■ Exercise instructions ■
Which lines run from the start of the data below to the line containing "Trace the outline of every instance of the blue"? Set them down exactly, with none added.

■ Working data ■
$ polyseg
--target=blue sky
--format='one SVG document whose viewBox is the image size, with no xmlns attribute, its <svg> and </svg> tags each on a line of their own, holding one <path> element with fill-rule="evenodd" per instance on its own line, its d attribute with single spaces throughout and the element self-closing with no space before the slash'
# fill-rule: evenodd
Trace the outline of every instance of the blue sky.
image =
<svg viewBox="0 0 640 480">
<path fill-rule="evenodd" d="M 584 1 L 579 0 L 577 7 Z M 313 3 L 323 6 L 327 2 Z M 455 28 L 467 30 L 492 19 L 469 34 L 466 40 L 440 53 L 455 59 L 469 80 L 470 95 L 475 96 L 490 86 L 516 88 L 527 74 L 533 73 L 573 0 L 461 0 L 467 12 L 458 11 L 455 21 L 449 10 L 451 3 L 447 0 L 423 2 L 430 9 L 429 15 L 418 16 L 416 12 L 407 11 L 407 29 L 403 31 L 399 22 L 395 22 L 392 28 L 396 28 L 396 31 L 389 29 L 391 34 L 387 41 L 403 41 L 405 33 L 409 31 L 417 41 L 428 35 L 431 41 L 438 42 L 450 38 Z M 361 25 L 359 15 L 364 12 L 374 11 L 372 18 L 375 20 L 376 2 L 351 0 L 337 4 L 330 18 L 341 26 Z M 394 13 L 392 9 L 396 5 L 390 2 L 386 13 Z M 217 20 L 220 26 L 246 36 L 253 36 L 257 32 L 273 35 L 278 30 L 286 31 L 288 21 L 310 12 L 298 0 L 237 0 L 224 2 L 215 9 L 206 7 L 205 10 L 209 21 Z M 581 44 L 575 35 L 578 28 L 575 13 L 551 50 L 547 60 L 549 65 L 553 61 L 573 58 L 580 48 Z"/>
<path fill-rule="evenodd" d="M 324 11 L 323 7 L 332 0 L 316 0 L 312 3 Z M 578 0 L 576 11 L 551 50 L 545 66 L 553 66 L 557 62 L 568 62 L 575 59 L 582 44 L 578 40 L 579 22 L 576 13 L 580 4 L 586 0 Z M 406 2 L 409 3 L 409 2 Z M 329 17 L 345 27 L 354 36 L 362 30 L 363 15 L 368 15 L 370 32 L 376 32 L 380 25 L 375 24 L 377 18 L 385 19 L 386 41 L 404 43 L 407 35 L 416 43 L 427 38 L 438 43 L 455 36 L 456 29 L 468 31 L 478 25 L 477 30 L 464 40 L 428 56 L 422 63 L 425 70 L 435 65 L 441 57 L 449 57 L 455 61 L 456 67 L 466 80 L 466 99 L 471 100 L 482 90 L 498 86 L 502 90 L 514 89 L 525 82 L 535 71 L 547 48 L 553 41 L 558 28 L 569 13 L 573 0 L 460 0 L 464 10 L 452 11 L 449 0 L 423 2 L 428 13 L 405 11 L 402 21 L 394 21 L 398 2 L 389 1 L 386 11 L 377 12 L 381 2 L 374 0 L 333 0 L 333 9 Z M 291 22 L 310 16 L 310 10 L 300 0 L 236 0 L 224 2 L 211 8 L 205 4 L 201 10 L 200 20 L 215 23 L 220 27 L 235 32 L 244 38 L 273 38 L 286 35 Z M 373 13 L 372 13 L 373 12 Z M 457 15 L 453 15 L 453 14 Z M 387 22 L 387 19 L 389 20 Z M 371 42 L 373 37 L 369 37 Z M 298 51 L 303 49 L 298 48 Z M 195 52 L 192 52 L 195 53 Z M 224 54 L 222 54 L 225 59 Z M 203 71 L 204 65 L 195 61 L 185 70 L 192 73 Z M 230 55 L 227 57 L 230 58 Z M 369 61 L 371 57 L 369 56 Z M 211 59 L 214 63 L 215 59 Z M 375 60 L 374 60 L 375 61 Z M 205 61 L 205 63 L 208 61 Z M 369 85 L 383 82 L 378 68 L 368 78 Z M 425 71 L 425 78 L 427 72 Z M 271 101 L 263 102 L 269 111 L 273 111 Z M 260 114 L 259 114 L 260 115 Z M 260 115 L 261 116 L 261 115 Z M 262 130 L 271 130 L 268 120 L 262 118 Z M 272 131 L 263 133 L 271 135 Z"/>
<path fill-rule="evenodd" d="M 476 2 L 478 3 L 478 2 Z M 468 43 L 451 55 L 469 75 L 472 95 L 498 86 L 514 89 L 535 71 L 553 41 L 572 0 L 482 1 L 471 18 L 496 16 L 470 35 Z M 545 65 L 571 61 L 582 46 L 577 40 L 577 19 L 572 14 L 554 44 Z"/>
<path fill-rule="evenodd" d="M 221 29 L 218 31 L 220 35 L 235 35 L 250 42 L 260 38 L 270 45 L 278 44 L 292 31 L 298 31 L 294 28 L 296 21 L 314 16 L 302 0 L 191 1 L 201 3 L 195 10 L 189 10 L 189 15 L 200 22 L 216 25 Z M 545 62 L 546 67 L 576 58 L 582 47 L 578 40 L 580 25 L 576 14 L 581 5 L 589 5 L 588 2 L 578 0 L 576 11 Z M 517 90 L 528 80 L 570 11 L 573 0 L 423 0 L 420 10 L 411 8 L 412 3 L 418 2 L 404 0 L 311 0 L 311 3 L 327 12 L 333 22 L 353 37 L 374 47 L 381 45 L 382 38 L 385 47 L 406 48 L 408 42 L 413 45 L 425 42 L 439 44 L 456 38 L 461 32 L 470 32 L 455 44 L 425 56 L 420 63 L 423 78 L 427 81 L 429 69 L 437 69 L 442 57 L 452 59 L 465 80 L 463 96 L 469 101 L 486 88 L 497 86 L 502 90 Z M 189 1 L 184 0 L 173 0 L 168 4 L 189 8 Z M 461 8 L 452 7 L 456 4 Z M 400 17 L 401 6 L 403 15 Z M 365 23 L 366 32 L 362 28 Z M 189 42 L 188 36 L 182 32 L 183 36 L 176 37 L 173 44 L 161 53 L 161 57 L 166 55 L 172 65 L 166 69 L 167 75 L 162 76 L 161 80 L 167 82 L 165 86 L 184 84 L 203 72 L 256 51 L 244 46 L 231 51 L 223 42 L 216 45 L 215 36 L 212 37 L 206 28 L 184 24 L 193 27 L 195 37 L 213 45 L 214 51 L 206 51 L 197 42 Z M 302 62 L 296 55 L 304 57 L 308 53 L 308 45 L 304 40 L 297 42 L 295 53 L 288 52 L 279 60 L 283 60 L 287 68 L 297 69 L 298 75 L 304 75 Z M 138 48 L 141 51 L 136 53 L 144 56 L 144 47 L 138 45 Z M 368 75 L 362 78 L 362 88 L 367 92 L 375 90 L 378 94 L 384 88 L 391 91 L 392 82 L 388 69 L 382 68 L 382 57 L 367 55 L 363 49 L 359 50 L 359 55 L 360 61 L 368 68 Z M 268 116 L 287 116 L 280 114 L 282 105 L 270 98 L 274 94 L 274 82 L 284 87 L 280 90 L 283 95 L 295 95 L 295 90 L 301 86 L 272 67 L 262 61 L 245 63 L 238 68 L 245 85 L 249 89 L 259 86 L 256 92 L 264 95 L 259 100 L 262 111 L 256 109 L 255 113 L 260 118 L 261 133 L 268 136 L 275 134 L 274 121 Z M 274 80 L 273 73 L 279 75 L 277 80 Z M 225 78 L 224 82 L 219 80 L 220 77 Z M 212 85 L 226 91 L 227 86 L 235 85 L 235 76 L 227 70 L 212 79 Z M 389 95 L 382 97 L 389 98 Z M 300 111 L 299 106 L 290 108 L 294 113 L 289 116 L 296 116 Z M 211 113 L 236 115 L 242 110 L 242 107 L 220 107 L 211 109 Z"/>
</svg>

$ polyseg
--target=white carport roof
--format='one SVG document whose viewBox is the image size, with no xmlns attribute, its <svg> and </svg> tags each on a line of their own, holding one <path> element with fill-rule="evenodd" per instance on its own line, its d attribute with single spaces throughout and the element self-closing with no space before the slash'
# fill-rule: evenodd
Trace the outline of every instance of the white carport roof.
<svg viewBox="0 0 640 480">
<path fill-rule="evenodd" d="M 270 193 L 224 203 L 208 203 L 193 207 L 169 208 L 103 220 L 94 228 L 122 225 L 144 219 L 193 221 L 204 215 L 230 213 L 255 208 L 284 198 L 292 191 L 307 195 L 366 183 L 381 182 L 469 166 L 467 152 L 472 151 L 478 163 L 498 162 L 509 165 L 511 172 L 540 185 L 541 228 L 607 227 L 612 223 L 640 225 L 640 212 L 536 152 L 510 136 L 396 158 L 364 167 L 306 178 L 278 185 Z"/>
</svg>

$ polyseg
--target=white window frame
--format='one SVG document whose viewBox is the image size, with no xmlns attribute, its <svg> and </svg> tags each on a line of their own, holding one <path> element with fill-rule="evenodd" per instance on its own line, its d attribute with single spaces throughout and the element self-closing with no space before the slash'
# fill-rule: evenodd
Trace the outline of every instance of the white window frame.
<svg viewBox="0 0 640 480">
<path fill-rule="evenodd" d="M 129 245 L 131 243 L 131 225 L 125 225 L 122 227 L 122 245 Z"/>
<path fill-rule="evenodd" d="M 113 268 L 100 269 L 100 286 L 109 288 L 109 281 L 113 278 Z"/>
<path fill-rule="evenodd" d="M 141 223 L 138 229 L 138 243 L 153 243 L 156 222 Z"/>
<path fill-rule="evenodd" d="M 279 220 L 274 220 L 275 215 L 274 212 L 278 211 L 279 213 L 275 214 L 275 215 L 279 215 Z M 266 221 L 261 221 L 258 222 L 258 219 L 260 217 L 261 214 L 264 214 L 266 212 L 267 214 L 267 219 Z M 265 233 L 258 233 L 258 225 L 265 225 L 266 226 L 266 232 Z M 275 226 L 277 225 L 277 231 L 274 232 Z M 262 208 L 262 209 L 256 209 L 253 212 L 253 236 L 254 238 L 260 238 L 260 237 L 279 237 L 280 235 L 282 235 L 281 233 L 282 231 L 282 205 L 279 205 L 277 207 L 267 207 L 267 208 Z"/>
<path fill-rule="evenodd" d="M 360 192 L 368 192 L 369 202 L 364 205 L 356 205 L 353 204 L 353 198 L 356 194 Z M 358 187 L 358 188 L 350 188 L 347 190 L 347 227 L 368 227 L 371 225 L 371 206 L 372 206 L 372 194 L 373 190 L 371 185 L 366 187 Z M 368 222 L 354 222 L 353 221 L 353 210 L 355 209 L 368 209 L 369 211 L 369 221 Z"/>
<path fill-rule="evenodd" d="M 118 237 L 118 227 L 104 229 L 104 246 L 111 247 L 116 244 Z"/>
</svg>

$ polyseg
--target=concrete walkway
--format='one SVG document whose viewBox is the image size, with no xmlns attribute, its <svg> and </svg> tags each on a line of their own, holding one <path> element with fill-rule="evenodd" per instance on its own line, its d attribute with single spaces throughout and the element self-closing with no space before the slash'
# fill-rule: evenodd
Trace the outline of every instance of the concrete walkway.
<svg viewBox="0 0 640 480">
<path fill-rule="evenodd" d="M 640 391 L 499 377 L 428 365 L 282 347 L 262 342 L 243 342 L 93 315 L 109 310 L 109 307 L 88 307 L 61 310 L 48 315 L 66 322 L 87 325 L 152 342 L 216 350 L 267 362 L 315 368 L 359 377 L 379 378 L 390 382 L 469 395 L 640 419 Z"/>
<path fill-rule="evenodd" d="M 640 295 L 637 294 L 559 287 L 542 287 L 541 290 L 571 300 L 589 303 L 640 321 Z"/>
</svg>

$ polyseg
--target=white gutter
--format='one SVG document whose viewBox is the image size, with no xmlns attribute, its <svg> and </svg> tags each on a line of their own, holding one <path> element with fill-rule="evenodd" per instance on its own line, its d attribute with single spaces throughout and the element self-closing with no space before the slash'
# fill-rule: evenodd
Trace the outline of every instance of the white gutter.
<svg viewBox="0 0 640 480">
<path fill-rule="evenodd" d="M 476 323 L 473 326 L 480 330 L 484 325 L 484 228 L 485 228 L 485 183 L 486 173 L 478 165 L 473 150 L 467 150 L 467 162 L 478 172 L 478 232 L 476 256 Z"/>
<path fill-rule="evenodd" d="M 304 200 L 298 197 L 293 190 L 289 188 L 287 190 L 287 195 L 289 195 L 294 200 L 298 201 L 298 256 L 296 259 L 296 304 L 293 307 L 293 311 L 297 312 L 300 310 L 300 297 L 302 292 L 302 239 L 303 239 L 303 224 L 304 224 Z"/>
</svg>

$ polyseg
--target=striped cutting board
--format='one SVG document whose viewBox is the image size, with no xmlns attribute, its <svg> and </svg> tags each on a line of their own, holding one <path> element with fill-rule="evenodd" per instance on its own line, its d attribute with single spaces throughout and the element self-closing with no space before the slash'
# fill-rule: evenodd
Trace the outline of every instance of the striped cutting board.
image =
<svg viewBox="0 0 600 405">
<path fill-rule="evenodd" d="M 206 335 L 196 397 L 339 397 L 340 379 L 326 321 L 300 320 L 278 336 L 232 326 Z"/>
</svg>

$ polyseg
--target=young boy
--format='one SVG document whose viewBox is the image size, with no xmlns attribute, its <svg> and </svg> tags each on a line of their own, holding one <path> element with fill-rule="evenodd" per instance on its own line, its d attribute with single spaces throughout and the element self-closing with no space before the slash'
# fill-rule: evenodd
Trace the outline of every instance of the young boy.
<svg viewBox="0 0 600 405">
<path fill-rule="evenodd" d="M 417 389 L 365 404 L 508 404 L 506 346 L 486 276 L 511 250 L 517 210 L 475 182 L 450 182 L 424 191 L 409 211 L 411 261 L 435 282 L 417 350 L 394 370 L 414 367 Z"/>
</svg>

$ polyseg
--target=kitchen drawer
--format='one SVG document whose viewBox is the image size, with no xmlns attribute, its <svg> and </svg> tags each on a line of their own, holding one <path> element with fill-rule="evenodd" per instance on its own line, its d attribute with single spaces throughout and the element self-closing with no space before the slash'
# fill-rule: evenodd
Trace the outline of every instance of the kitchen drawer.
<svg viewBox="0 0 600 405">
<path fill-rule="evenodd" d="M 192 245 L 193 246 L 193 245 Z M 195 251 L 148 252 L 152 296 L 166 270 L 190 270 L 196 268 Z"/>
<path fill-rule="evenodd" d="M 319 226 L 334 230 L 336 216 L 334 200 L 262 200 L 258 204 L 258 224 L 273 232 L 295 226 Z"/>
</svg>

■ Answer space ■
$ polyseg
--target=blue sky
--format='one SVG document whose viewBox is the image size, with no xmlns attribute, its <svg> and </svg> tags each on a line of their own, holding one <path> element with fill-rule="evenodd" per instance on its own line, its d attribute with single spaces throughout and the element self-closing with no space before the slash'
# fill-rule: evenodd
Trace the outline of every instance of the blue sky.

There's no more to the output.